PROMPT 1: In the Igbo Landing post, what was the name of the coastal vessel that was taking the captives to St. Simons Island?
PROMPT 2: Carry on the Igbo Landing post and its comment thread, starting right after the last sentence shown.

In that video is an allusion to the mass suicide of captured Africans at Igbo Landing. The story goes that,

“In May 1803, the Igbo and other West African captives arrived in Savannah, Georgia, on the slave ship the Wanderer. They were purchased for an average of $100 each by slave merchants John Couper and Thomas Spalding to be resold to plantations on nearby St. Simons Island. The chained slaves were packed under deck of a coastal vessel, the York, which would take them to St. Simons. During the voyage, approximately 75 Igbo slaves rose in rebellion, took control of the ship, drowned their captors, and in the process caused the grounding of the ship in Dunbar Creek.”

After which the now free Africans marched to shore, joining their high chief in song before walking into and drowning themselves in the waters of Dunbar Creek, willing to die rather than be enslaved. While the exact number who did this is unknown it is still a symbol of resistance against slavery. But they escaped. And they were free. And their legend would live on in local African American Folklore.

Beyonce’s song depicts this in ethereal beauty and a bunch of other things I struggle to describe.

This and many other such escapes occurred over the centuries of slavery. And all the bloodshed, all the protests, all the movements, all the change is a tide that in its wake made sure such escaping would not need to happen again.

Igbo Landing Mass Suicide (1803) • (blackpast.org)

Beyoncé – Love Drought – YouTube

Visual mirroring the mythological march into the sea.

Visual mirroring the march into the waters. To freedom in death, from a life in chains. 

7 thoughts on “Harriet Jacobs and Escaping

  1. Rosa L Melenciano (she/her/hers)

    I did not know anything about the Igbo landing mass suicide until I read your post. Death was indeed of the biggest ways to escape from slavery. It is so heartbreaking to see how suicide was used to escape slavery but also as a way to show union and opposition to slavery. Death was definitely their ultimate way to freedom, and slaves cannot be judged for choosing death over a life full of pain and abuse.

  2. May Khin (She/her)

    I really loved the connection you made between the Igbo landing mass suicide and Beyonce video. It makes me explore the idea of how one gets out of this trap to seek freedom and if death is better than escape. I also liked your argument about how the stories being told are the ones who returned and not from those who never look back. The different levels of escape and its impact on oneself and surroundings, to the race as a whole. In Beyonce’s video, it touches the framework of “Why do you consider yourself undeserving? Why are you afraid of love? Do you think it’s possible for someone like you?” It connects with Harriet Jacobs’s framework of slave women being forced to marry their masters and the sexual assault cases in that time by the masters. The idea of how she wanted to stay pure was explored in class discussion and it connects with the idea of love and worthiness in Beyonce’s video. The framework around slavery and love/marriage, how one can seek free will from forced marriages, seeking self love and freedom.

ENTRIES SHOWN:
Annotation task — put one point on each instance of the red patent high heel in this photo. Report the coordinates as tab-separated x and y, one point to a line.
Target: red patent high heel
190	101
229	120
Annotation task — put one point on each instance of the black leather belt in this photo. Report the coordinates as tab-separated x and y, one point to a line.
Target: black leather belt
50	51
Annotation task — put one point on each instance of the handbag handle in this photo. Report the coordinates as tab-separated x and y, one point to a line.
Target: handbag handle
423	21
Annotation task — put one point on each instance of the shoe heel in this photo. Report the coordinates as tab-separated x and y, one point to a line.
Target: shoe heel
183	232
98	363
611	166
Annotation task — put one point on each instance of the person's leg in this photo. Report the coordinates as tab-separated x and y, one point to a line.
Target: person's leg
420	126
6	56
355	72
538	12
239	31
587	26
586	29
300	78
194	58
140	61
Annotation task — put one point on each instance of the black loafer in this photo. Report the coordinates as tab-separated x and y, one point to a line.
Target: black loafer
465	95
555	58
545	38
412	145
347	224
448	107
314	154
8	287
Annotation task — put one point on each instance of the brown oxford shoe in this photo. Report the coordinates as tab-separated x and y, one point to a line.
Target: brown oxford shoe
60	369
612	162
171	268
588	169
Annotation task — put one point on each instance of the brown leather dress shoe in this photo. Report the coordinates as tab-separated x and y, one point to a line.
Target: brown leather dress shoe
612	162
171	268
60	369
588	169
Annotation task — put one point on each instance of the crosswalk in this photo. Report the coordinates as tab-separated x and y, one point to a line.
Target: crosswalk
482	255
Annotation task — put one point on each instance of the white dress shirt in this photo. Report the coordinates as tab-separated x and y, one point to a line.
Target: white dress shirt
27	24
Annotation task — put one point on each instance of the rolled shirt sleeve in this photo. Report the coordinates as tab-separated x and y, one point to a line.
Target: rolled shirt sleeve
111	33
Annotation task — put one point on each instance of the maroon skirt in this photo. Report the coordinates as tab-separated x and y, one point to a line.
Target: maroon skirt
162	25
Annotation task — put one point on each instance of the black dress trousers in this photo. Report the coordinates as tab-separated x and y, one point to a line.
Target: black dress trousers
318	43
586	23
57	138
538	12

REPLY 1: The York.

REPLY 2:
  3. Migleysi Urbina (her/she/hers)

    Slavery was so dehumanizing that those in captivity would rather be free in death than live the life of a slave. While it’s upsetting to realize that’s what many people did, it is very honorable and brave. That is the best way to bring back their humanity, the one that was strip from them by force. The choice of dying while being free reminds me of Linda’s “a kin to freedom”. In which she, in order to reclaim her power, decided to choose who she would have a relationship with. As long as it didn’t align with the master’s wish, it was a satisfaction to know the masters did not have complete power.

  4. Effie Reaves (She/Her)

    I can’t imagine the decision that a slave had to make to gain his/her freedom. Some tried to work and save and buy their children freedom. Many were not so fortunate and had to make the decision to escape and it was never easy leaving your loved ones and taking a chance that you could get killed trying to escape. If you were caught the slave had to be made an example. The beatings were done in front of everyone to put fear in their hearts not to escape. Even when you escaped your life was at risk because the laws did not protect runaways. Fredrick Douglass and Harriet Tubman were the exceptions to the rule. So many unsuccessful escapes are not recorded and the slaves were forgotten.

  5. Mccurphy bailey (She)

    The enslaved men and women of the Willowbrook Plantation face unspeakable difficulties and terrible treatment at the hands of their owners in the heart of the antebellum South. An inkling of hope emerges among a small number of people who wish for independence amid the savagery.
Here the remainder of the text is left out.